Reading passage:
/---

This has the advantage that another barrier against penetrating water is established at the joining sites between two tubbings and therefore a greater sealing action is achieved.
The tubbing preferably comprises a sealing coating 12 between the outer surface 2 and the hot-melt adhesive layer 5, as is apparent in
Such a sealing coating 12 is advantageous in that as a consequence the tubbing is protected from the penetration of moisture. Furthermore, this reinforces the sealing action of the tubbing. Furthermore, a severe loss of moisture during the curing of the green body can be prevented during the production of the tubbing. Sealing coating 12 is typically applied by spraying or coating it on to the tubbing.
Furthermore, it is advantageous that the sealing coating 12 is arranged at least partially on all outer side surfaces 7, 8, especially on the area between the outer surface 2 and the sealing groove 10.
All materials can be considered as sealing body 11 that are suitable to reduce or prevent the passage of liquids, especially of water.
The sealing body preferably consists of a thermoplastic or a thermoplastic elastomer. Thermoplastic elastomers have the advantage that the sealing body has as a result good elasticity relative to horizontal and vertical displacements, especially displacements due to mechanical stresses in the structure. Good elasticity of the sealing body prevents tearing or separation of the sealing body and therefore failure of the seal.
In this document thermoplastic elastomers are understood to be plastics that combine the mechanical properties of vulcanized elastomers with the workability of thermoplastics. Typically, such thermoplastic elastomers are block copolymers with hard and soft segments or so-called polymer alloys with appropriately thermoplastic and elastomeric constituents.
Other advantageous materials for sealing bodies are materials that are selected from the group consisting of acrylate compounds, polyurethane polymers, silane-terminated polymers and polyolefins.

\---

Short exercise A: Could you reproduce the part of the passage on tubbing seals that opens with the words containing "In this document" and closes with "and elastomeric constituents."?
The passage on tubbing seals and the records below it come from unrelated sources.

Exercise input:
/---

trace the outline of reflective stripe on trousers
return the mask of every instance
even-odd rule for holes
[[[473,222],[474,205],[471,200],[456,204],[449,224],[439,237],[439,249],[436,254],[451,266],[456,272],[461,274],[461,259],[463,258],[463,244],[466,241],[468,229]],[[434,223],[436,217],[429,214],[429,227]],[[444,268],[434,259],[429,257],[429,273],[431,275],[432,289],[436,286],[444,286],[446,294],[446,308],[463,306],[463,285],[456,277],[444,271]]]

\---
/---

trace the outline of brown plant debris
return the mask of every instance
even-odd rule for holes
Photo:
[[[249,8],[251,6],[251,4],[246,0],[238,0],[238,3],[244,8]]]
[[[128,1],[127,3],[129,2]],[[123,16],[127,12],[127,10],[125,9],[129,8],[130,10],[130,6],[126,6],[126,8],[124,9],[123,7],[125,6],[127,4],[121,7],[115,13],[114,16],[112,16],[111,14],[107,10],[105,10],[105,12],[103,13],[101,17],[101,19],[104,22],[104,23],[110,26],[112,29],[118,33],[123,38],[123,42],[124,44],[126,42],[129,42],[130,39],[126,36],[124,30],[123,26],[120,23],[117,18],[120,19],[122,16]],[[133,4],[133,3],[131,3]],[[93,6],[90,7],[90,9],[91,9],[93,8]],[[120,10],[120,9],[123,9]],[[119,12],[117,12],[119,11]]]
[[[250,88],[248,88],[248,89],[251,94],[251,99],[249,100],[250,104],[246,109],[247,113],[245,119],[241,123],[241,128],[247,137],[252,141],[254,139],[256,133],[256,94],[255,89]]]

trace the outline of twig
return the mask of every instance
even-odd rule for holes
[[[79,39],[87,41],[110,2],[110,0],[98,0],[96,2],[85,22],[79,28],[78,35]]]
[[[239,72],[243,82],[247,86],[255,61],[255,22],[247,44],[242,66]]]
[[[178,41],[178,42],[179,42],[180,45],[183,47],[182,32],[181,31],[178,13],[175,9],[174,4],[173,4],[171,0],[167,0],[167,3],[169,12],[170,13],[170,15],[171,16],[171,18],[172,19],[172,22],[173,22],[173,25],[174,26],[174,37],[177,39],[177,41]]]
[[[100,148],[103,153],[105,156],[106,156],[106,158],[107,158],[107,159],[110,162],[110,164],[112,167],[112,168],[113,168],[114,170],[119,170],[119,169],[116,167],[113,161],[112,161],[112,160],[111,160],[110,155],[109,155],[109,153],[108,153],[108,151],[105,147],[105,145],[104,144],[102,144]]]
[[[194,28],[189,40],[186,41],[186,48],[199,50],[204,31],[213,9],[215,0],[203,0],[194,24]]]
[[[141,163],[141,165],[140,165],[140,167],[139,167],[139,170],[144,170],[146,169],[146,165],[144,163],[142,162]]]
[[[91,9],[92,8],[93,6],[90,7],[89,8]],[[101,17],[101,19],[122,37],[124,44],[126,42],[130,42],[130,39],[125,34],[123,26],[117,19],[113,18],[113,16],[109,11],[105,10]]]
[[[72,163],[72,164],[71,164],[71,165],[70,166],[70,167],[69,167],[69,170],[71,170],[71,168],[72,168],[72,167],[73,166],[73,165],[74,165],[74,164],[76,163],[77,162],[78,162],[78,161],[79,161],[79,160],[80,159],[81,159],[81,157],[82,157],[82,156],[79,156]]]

\---

Short exercise B: Which lines of the records contain the string "outline"? Copy each of them out.

Full output A:
In this document thermoplastic elastomers are understood to be plastics that combine the mechanical properties of vulcanized elastomers with the workability of thermoplastics. Typically, such thermoplastic elastomers are block copolymers with hard and soft segments or so-called polymer alloys with appropriately thermoplastic and elastomeric constituents.

Full output B:
trace the outline of reflective stripe on trousers
trace the outline of brown plant debris
trace the outline of twig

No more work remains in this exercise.